Swap every "instance" for "object" in the items below, and give back their lines with nothing else changed and the pictures left out.

[Object position labeling items]
▼
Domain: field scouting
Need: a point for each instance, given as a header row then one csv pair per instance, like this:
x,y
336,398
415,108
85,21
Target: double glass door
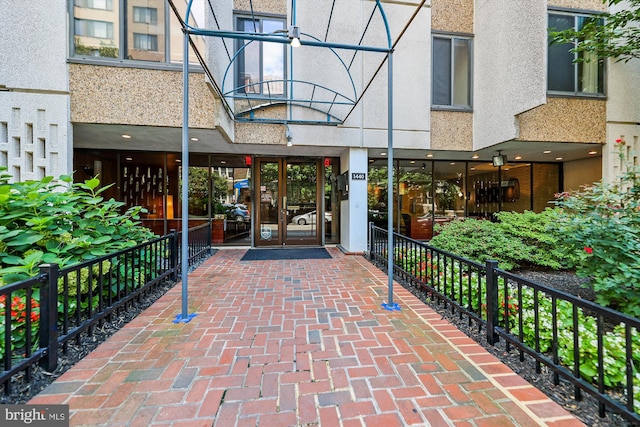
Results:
x,y
289,195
▲
EXPECTED ANSWER:
Domain: field scouting
Need: a point for each object, given as a header row then one csv pair per object, like this:
x,y
336,398
415,108
85,21
Target: double glass door
Results:
x,y
289,195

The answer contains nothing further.